## Extract
**********
The decision to stay small is based on our desire to create top quality breeding stock - we are not in the quantity business. All of our alpacas have been chosen from small farms, and we fully intend to maintain a herd of no more than 25-30 of the best quality animals we can produce. Our objective is to have 20-25 blue ribbon females (at Level 3 AOBA Shows or larger), and 5 top quality herdsires. Currently, six of our 20 foundation females are Champion/Reserve Champions, and 16 are blue ribbon winners! Each year, we have as many alpacas to sell as are born into our herd and we never broker alpacas, although we can refer you to other small farms breeding for quality. Spending time with our animals, knowing each of them by name and learning about their individual personalities is the hallmark of a small farm. When you deal directly with a small breeder you get excellent value for money (no middleman broker to pay!), unbeatable customer service and animals with unique and trusting personalities that are a joy to be around.
  What are we trying to achieve?  
Keeping alpacas enables us to actively manage our investment, and work together as a family to achieve our goals, and to that end our foundation females were chosen very carefully. At the very least, each of our girls is either an award-winner in her own right, is bred to a multiple award-winning male, has produced award-winning offspring, or is the daughter of an award-winning herdsire. Our colorful herd contains some of the top bloodlines in the country, including Accoyo Felix, Accoyo Yupanqui, Accoyo Camilio, Accoyo Victor, Peruvian Platinum, Danko, 5Peruvian Silverado, PPPeruvian Kenamori Gold, Cisco Kid, SA Silverado, The Silversmith, PPeruvian Leon, 4Peruvian Black Magic, CPeruvian Jaxon, CPeruvian Black Hawk, Macintosh, Fantasy's Gremlin, 5Peruvian Chinchero, Mr. President, Patagonia's Ulysses, Pperuvian Guellermo, Majestado of Peru, Peruvian Presidio / Caligula and 5Peruvian Camelot, in addition to some rare and lesser known colored bloodlines, such as Lanark's Obsession (deceased), Acero Marca's Evarado and Hacuna Matata.
Our primary consideration is conformation, then we look at fiber quality and quantity, on the understanding that if the quality of the fiber is equal, then the animal that produces a greater quantity represents the best value for money in a breeding program. And we are interested in improving fiber quality in the unusual colors, working on the premise that the South American breeders and the larger farms have focused on breeding high quality white animals, but their fiber needs to be dyed and processed to produce color. We feel there is tremendous scope for improvement in the vast spectrum of natural alpaca colors, including grey, maroon, rose grey and black. The females, as well as the males in our herd have to be excellent, as our ultimate dream is to breed (not buy!) a National Color Champion. We offer top quality, colored alpacas and are committed to supporting our customers, and this industry, for the long term.
**********
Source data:
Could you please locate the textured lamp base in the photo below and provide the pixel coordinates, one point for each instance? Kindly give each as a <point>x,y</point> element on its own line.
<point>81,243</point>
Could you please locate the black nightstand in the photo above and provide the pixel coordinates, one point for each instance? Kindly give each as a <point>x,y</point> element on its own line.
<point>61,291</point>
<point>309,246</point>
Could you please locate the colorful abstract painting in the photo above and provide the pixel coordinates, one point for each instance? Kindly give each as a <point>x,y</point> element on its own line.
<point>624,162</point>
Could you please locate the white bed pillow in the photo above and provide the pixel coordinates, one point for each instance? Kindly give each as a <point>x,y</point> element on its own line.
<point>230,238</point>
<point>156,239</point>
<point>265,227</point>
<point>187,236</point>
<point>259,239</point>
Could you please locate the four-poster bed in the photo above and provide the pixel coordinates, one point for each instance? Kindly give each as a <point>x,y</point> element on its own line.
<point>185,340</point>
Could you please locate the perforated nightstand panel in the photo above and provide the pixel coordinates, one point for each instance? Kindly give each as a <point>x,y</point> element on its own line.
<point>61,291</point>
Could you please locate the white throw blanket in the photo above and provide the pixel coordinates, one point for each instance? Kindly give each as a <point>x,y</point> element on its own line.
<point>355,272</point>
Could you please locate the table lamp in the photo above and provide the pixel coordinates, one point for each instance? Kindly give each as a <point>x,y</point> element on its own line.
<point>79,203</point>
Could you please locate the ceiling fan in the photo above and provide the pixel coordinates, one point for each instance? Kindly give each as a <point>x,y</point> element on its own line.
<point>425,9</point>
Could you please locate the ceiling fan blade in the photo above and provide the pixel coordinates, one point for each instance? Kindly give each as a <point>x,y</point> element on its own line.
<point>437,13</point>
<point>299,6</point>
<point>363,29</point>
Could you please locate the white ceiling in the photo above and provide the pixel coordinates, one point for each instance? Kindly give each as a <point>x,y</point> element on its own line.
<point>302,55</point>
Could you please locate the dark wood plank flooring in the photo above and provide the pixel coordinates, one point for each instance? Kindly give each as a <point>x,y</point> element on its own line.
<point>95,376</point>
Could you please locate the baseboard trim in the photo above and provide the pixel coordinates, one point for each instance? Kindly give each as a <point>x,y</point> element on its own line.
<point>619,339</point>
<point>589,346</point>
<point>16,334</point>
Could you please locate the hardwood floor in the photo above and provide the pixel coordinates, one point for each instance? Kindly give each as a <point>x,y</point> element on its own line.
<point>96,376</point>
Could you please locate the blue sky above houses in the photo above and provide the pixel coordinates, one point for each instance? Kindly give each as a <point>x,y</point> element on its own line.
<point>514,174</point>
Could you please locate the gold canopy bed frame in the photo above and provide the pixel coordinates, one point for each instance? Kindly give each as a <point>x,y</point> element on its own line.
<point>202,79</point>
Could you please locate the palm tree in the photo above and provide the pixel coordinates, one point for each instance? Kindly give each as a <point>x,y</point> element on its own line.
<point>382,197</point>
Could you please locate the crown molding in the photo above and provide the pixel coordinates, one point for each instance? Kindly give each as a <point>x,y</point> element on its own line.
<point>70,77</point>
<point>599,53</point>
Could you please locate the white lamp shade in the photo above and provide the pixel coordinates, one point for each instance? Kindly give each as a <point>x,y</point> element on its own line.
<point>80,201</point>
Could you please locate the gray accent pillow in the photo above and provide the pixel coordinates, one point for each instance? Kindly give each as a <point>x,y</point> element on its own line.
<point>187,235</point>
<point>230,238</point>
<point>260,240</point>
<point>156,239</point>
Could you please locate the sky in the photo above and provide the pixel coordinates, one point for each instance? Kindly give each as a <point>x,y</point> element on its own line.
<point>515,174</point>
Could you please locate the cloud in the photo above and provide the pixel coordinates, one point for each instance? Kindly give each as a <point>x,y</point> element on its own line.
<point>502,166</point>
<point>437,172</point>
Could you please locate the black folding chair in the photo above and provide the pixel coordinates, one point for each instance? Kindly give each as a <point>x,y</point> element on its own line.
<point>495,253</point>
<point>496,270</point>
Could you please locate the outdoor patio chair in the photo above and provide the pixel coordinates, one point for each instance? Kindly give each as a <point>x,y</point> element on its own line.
**********
## Problem 1
According to the alpaca farm text, how many of the farm's 20 foundation females are blue ribbon winners?
## Problem 2
Using the alpaca farm text, state whether each statement agrees with it, answering yes or no and quoting the words that decide it: (a) The farm brokers alpacas for other breeders. (b) Conformation is the farm's primary consideration. (c) The farm intends to keep a herd of more than 50 animals.
The rows above play no part in this work.

## Task result 1
Sixteen of the 20 foundation females are blue ribbon winners.

## Task result 2
(a) No: "we never broker alpacas"
(b) Yes: "Our primary consideration is conformation"
(c) No: "maintain a herd of no more than 25-30 of the best quality animals we can produce"